------ Record excerpts ------

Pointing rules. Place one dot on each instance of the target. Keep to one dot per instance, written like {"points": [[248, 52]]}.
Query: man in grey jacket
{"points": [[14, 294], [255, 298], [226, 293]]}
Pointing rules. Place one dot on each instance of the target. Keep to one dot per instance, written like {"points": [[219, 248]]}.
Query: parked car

------

> Task brief: In the records above, find each line with the string "rules" and list it.

> Written solution:
Pointing rules. Place one dot on each instance of the target. Keep to one dot per instance, written like {"points": [[248, 52]]}.
Pointing rules. Place one dot on each instance of the target. Keep to one dot per instance, written like {"points": [[219, 248]]}.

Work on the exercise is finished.